(EXERCISE GOAL)
Format the entries starting at the line containing "trace: <item>bamboo pole</item>" and ending at the line containing "Trace every instance of the <item>bamboo" as a Markdown table with columns Row and Line, with a row number in Row, each line in Line, and blank lines left out.

(RAW RECORDS)

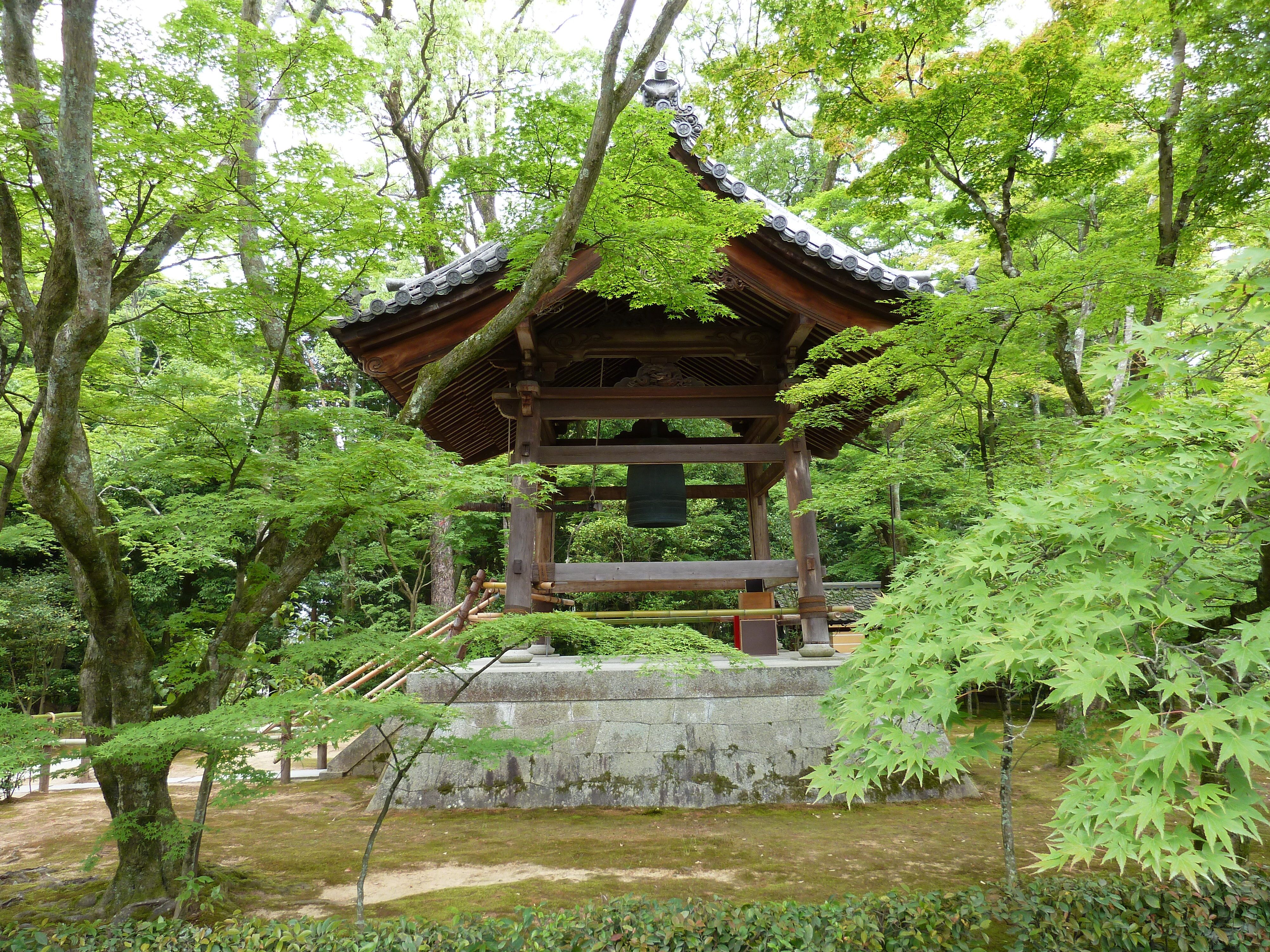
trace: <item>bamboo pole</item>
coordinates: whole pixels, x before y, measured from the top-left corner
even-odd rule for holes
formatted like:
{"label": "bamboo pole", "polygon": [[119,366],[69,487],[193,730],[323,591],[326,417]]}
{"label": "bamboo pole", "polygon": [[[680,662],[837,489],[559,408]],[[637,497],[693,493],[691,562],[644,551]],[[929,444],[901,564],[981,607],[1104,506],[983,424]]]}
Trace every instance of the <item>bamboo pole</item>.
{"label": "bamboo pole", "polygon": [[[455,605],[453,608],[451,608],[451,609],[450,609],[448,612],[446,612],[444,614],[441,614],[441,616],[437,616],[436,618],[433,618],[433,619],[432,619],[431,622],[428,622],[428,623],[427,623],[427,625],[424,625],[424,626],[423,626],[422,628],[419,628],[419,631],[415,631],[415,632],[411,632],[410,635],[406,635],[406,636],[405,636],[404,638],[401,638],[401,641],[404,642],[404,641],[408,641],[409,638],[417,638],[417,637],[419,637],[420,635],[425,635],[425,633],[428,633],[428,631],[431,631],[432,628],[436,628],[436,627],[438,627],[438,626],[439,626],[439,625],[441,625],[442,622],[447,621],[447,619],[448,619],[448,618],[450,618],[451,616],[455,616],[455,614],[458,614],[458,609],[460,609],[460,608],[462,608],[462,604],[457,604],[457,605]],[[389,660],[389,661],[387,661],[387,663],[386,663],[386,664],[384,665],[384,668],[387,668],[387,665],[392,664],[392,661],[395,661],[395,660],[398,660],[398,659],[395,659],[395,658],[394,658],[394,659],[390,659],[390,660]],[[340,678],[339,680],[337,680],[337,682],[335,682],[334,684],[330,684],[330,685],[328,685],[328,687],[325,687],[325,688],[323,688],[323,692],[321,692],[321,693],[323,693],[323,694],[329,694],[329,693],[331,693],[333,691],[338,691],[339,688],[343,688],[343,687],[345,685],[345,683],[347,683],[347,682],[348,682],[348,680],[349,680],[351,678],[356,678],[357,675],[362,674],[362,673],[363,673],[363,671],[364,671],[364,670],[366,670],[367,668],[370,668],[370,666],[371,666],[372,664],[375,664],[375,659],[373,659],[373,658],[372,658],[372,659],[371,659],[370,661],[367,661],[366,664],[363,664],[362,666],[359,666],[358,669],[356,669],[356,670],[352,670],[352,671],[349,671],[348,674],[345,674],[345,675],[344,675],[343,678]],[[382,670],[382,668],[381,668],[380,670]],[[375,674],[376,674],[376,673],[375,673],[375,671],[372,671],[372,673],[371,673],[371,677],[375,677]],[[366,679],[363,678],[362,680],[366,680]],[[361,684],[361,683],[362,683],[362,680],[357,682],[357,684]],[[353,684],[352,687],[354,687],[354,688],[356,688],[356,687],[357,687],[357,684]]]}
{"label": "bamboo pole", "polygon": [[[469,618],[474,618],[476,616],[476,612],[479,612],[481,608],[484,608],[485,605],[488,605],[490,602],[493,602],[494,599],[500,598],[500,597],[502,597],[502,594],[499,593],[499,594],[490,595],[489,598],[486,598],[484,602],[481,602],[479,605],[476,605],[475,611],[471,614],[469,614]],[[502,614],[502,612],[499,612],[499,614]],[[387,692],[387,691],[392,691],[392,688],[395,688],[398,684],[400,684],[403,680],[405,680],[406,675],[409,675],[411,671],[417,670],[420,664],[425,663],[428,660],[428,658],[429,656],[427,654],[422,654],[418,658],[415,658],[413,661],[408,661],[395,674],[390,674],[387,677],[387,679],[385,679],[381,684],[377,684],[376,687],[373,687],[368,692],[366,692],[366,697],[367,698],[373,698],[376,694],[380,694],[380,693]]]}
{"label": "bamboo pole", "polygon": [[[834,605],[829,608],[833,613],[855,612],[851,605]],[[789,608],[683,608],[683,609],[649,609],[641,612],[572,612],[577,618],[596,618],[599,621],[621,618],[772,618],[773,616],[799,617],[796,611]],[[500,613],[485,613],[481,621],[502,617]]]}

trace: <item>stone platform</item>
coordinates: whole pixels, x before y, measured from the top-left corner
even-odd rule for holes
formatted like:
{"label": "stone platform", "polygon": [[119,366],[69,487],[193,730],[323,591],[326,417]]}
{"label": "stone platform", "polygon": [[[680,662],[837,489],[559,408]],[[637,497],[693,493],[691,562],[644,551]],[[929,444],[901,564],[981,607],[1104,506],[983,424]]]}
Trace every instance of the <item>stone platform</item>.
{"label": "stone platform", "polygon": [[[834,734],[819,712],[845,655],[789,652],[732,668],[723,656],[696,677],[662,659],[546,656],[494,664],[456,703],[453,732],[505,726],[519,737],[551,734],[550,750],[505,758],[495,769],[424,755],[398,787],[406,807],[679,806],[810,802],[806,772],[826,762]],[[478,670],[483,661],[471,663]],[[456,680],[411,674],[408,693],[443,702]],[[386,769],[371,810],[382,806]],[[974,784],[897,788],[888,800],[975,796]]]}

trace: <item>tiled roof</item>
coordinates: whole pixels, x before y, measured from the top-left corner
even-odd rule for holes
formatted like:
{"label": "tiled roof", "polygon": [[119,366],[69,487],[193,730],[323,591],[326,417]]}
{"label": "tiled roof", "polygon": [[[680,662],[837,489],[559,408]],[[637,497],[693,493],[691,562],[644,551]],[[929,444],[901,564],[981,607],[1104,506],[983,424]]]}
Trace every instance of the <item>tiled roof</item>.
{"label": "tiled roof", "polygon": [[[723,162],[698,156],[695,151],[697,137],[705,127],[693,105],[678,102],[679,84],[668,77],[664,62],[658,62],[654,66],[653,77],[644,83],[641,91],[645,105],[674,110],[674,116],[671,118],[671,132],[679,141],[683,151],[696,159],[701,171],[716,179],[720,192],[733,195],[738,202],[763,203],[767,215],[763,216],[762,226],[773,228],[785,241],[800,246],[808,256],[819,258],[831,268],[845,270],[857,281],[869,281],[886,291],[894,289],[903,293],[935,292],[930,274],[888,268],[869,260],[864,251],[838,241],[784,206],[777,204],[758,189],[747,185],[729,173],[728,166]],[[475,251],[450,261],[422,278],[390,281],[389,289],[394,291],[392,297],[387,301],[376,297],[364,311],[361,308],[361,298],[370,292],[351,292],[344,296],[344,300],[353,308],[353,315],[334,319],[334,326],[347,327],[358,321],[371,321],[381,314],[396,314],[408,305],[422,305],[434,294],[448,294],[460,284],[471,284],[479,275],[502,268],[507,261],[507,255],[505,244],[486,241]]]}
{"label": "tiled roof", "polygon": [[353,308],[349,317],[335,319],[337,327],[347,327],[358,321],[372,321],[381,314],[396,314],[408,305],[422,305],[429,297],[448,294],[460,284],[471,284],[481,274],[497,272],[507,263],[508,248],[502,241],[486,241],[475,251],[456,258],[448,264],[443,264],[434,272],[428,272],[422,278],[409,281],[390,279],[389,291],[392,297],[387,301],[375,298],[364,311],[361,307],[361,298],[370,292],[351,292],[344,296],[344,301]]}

...

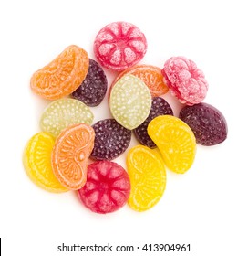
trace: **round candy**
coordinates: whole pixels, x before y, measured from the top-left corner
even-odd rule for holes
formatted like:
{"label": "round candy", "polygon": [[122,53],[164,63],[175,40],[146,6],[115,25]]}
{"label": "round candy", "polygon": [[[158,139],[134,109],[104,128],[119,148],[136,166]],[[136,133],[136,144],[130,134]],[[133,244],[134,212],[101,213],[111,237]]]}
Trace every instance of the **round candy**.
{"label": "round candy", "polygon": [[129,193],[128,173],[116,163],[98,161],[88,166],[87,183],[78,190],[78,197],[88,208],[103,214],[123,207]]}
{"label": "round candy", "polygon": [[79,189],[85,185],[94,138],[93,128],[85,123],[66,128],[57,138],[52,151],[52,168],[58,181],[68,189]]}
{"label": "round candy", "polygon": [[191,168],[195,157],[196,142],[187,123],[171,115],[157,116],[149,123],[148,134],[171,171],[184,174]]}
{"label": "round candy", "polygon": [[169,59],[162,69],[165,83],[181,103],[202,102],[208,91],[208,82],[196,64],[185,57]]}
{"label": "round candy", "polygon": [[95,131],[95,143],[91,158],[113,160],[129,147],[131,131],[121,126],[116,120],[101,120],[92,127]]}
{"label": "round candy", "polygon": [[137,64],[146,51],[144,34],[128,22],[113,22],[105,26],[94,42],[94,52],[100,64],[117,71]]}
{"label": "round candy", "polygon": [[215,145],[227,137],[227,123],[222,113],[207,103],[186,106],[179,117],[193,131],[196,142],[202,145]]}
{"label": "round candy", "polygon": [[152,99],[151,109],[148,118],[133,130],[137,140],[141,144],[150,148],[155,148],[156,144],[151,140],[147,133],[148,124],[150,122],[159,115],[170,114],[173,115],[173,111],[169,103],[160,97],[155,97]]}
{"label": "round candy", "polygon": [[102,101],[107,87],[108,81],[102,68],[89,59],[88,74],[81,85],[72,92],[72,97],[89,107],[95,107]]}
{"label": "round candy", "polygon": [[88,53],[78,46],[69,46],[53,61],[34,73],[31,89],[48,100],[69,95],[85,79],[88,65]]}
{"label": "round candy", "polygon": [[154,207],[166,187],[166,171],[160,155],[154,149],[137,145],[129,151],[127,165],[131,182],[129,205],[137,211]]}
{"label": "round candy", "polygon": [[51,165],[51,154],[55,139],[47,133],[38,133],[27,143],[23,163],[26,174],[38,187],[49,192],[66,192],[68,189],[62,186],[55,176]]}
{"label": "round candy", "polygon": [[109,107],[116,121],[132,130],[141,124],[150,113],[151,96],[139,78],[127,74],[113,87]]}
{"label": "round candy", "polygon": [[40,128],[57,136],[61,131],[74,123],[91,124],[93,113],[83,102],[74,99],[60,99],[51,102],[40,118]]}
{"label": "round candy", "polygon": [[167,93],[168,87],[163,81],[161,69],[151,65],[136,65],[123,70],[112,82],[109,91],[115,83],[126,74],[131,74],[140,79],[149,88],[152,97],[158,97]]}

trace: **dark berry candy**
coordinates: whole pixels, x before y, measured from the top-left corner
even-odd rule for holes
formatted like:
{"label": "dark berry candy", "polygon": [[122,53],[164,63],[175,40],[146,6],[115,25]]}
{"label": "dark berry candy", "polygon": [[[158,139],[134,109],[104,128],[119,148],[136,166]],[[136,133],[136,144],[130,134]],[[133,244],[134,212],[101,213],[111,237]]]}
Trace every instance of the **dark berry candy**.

(WORKED ANSWER)
| Row | Line |
|---|---|
| 1 | trace: <item>bamboo pole</item> |
| 2 | coordinates: whole pixels, x before y, measured from the top-left corner |
| 3 | even-odd rule for holes |
| 4 | formatted like: |
| 5 | {"label": "bamboo pole", "polygon": [[119,366],[69,487],[193,730],[323,591],[326,417]]} |
| 6 | {"label": "bamboo pole", "polygon": [[[680,662],[837,489],[559,408]],[[637,497],[693,493],[691,562],[644,551]],[[929,444],[901,564],[981,607],[1104,506],[983,424]]]} |
| 7 | Trace every instance of the <item>bamboo pole</item>. |